PASSAGE TO READ

Start of Block

Libertarian-leaning Senator Rand Paul (R-Ky.), son of retiring 12-term Congressman Ron Paul (R-Texas), dropped a hint Friday that he was thinking of running for president, declaring that only a "libertarian-Republican" can heal the fractured GOP and lead it forward to the presidency in 2016.
"We are going to have to have somebody a little bit different than we've had in the past … someone who can appeal to people in New England and on the West Coast. Someone who has a little more of a libertarian-Republican approach, I think, would have a better chance," Rand said on The Andrea Tantaros Show with Jason Mattera this week.
The Kentucky senator said that in order to defeat the Democratic Party, the GOP establishment is going to need to nominate someone like him to appeal to independents and moderates. He may have a point: the Republican party has become increasingly fractured between a Southern conservative base solidly entrenched on social issues and a Northeastern and West Coast contingent less focused on cultural concerns. Young voters split 60% to 36% for Obama in the November elections. He was recently appointed to the Senate Foreign Relations Committee, which could bolster his credentials for any future presidential bid.
That appointment came as a surprise to some, given both Paul's opposition to foreign aid and intervention. "We will be slightly different on some policy," Rand said. The senator has struck a more traditionally Republican tone on most issues than his father, though he has clashed with prominent GOP leaders before. In December, Rand lashed out at former vice presidential nominee Representative Paul Ryan (R-Wisc.) and House Speaker John Boehner (R-Ohio) for "purging" fiscal conservatives from top posts.

End of Block

TASK OBJECTIVE
Extend the report on Rand Paul's hint at a 2016 presidential run with a few more paragraphs that pick up after its last sentence.

GIVEN INFORMATION

Start of Block

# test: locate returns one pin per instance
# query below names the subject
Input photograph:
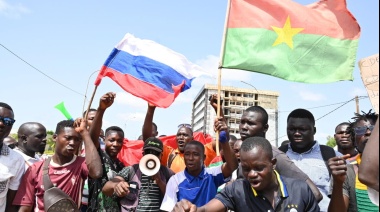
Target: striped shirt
(311, 163)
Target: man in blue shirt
(196, 183)
(262, 188)
(307, 153)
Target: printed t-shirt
(178, 163)
(198, 190)
(292, 195)
(11, 171)
(69, 178)
(363, 200)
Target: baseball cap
(153, 144)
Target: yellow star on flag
(286, 33)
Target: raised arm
(93, 161)
(105, 102)
(214, 104)
(147, 127)
(231, 163)
(369, 168)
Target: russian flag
(149, 70)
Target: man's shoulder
(294, 185)
(13, 158)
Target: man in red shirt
(66, 170)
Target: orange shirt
(178, 163)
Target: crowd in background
(249, 175)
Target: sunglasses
(362, 130)
(7, 121)
(184, 125)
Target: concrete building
(235, 101)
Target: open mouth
(255, 183)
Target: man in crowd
(254, 122)
(31, 139)
(114, 138)
(344, 141)
(11, 163)
(137, 191)
(232, 141)
(262, 188)
(66, 170)
(196, 183)
(355, 196)
(10, 142)
(369, 170)
(308, 154)
(174, 158)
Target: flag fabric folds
(149, 70)
(316, 43)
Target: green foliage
(331, 141)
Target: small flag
(311, 44)
(149, 70)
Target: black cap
(153, 144)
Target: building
(235, 101)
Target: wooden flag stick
(89, 104)
(220, 72)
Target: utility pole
(357, 104)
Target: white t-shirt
(11, 171)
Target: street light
(250, 85)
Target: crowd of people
(300, 175)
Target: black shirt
(293, 196)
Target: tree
(331, 141)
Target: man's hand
(184, 206)
(338, 168)
(106, 100)
(150, 105)
(220, 125)
(214, 101)
(80, 125)
(121, 189)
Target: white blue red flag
(149, 70)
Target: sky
(68, 41)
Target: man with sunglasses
(31, 139)
(137, 191)
(11, 163)
(174, 158)
(355, 194)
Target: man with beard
(254, 122)
(114, 138)
(361, 129)
(11, 163)
(174, 158)
(31, 139)
(344, 141)
(262, 188)
(307, 153)
(66, 170)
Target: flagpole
(220, 72)
(89, 104)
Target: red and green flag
(316, 43)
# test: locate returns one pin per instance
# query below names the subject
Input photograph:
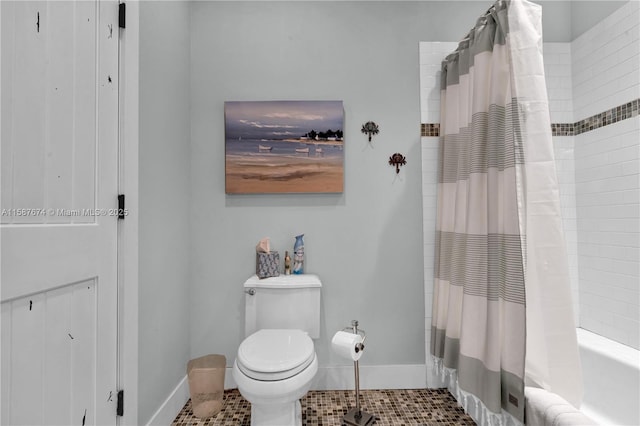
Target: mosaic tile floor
(392, 407)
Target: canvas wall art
(284, 147)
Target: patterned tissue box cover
(268, 264)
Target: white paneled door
(58, 234)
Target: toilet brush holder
(355, 416)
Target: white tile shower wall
(606, 63)
(606, 74)
(557, 68)
(607, 196)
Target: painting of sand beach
(284, 146)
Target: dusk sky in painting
(281, 119)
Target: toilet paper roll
(344, 344)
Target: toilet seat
(275, 354)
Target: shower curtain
(502, 312)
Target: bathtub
(611, 376)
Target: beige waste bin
(206, 384)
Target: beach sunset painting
(284, 147)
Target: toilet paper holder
(355, 330)
(355, 416)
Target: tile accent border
(611, 116)
(430, 129)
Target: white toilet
(276, 362)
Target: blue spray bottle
(298, 255)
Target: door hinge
(121, 210)
(120, 407)
(122, 15)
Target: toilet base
(277, 414)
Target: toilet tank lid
(288, 281)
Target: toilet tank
(287, 301)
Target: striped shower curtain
(501, 296)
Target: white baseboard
(171, 406)
(412, 376)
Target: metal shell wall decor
(397, 160)
(370, 128)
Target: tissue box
(267, 264)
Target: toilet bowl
(273, 369)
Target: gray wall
(164, 202)
(196, 243)
(365, 243)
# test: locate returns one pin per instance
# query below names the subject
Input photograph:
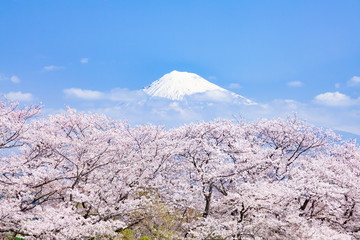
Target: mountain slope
(176, 85)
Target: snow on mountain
(177, 85)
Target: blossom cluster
(84, 176)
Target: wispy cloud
(84, 60)
(295, 84)
(335, 99)
(83, 94)
(234, 86)
(138, 108)
(19, 96)
(52, 68)
(15, 79)
(354, 81)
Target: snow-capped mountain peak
(176, 85)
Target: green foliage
(145, 238)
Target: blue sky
(301, 56)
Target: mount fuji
(179, 85)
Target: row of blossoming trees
(85, 176)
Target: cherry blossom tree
(84, 176)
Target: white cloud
(354, 81)
(335, 99)
(137, 108)
(83, 94)
(295, 84)
(15, 79)
(52, 68)
(84, 60)
(3, 77)
(234, 86)
(19, 96)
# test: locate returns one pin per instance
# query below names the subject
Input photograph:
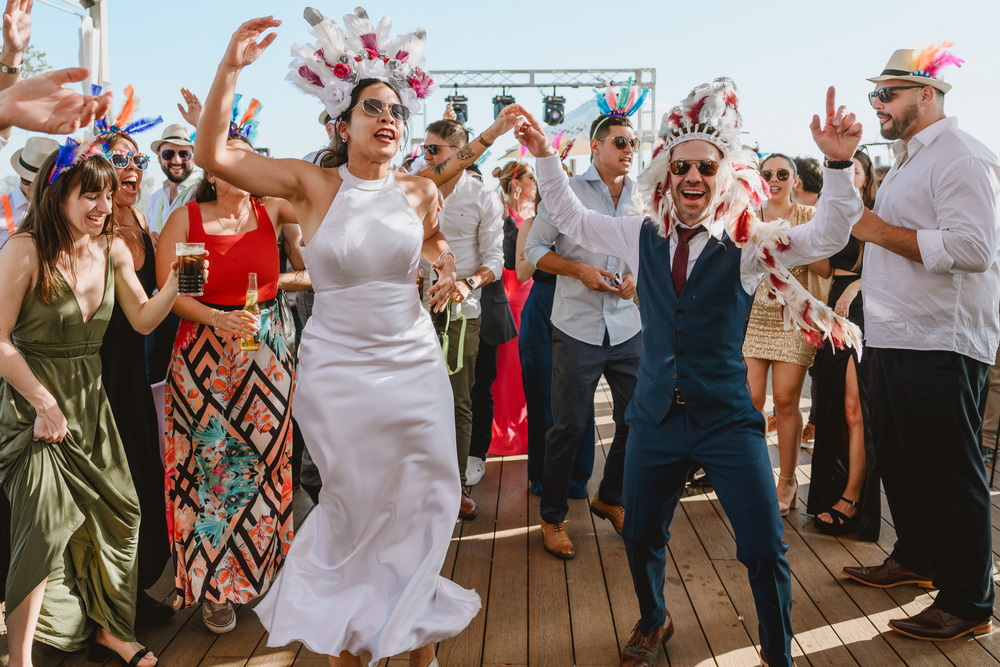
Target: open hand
(41, 104)
(840, 134)
(244, 49)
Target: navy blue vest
(692, 342)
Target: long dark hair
(47, 223)
(335, 154)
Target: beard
(900, 124)
(178, 178)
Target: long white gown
(375, 407)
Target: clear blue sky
(781, 54)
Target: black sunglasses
(374, 108)
(705, 167)
(883, 95)
(121, 160)
(781, 174)
(167, 154)
(434, 149)
(621, 143)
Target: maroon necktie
(678, 270)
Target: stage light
(555, 110)
(500, 101)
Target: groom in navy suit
(695, 287)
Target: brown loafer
(888, 574)
(937, 625)
(642, 650)
(467, 510)
(613, 513)
(556, 540)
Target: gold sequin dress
(766, 336)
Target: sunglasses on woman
(705, 167)
(374, 108)
(781, 174)
(167, 154)
(621, 143)
(120, 160)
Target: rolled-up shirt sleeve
(597, 232)
(965, 207)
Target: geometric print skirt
(228, 444)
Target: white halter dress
(375, 407)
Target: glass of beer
(190, 269)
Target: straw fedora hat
(28, 160)
(173, 134)
(900, 66)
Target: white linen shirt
(945, 185)
(828, 231)
(579, 312)
(472, 222)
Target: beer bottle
(252, 344)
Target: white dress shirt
(946, 186)
(472, 222)
(829, 230)
(579, 312)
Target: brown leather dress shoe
(937, 625)
(642, 650)
(556, 540)
(467, 510)
(613, 513)
(888, 574)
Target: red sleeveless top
(232, 256)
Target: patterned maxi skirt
(228, 444)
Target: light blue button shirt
(577, 311)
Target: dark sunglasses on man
(374, 108)
(883, 95)
(621, 143)
(120, 160)
(705, 167)
(781, 174)
(167, 154)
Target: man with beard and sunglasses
(691, 403)
(595, 332)
(935, 231)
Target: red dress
(510, 413)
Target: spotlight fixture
(555, 109)
(500, 101)
(459, 104)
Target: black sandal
(841, 522)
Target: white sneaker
(475, 467)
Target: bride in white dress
(362, 577)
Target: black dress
(830, 448)
(124, 371)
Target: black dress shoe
(888, 574)
(151, 612)
(937, 625)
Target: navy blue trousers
(576, 369)
(734, 454)
(926, 413)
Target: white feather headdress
(333, 65)
(711, 113)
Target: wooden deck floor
(542, 612)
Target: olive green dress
(75, 516)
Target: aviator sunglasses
(167, 154)
(781, 174)
(374, 107)
(120, 159)
(705, 167)
(883, 95)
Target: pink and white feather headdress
(711, 113)
(332, 66)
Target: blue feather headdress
(246, 125)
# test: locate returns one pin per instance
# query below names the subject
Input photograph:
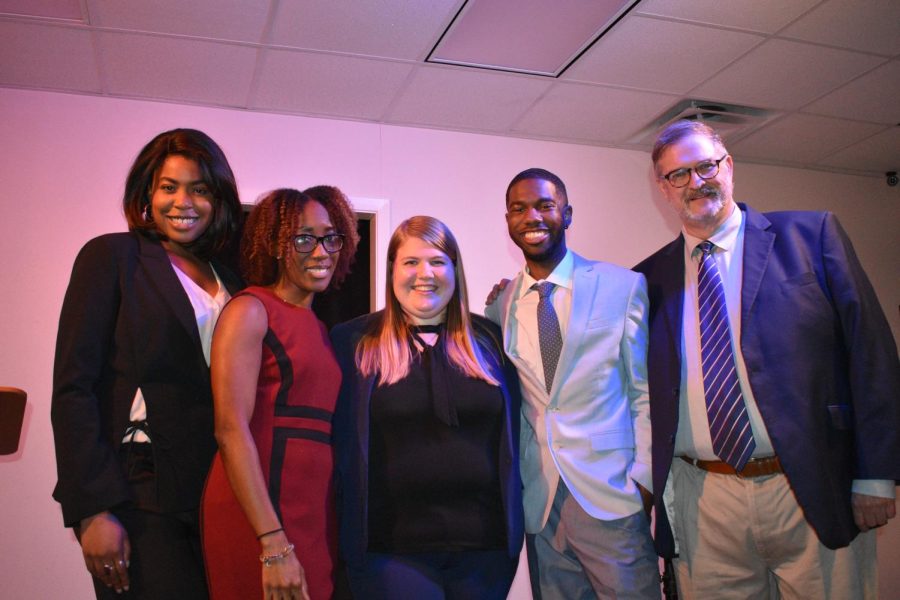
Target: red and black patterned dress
(291, 425)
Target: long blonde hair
(385, 349)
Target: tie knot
(543, 289)
(706, 247)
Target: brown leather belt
(755, 467)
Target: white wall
(62, 166)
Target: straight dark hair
(216, 172)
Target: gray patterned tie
(549, 334)
(729, 425)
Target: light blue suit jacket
(593, 428)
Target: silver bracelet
(268, 559)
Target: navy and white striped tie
(729, 425)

End of Block

RESPONSE AREA
Rand's chances will likely depend on how voters respond to his current proposals (such as Rand's support of legislation barring revenue from being used to pay for anything but the public debt, Social Security, and military salaries) and how intensely the media probes his most controversial statements. These have included saying government shouldn't require desegregation of private businesses, that the U.S. is planning an E.U.-style merger with Mexico and Canada, and that Medicare should come with a $2,000 deductible. Most recently, he accused President Obama of wanting to say "I stuck it to the rich people" during fiscal cliff negotiations. Evidently the voters of Kentucky feel comfortable with these positions, but it remains to be seen how they would be interpreted on the national stage – especially coming from a candidate so unlikely to remit a prior statement.
Ron Paul's quest for the presidency never ended in success, in effect acting more as public awareness campaigns for libertarianism than a real political spoiler. That trend seems likely to continue. More likely than a Rand presidency is a continuation of his father's legacy on executive candidacies: never elected, never popular on the national stage, but eagerly supported by a core constituency of loud and fervent libertarian activists.
Still, given his family history, Paul seems unlikely to crack under pressure or the unlikelihood of election. "I haven't said no, and I haven't also said yes," he commented on the program.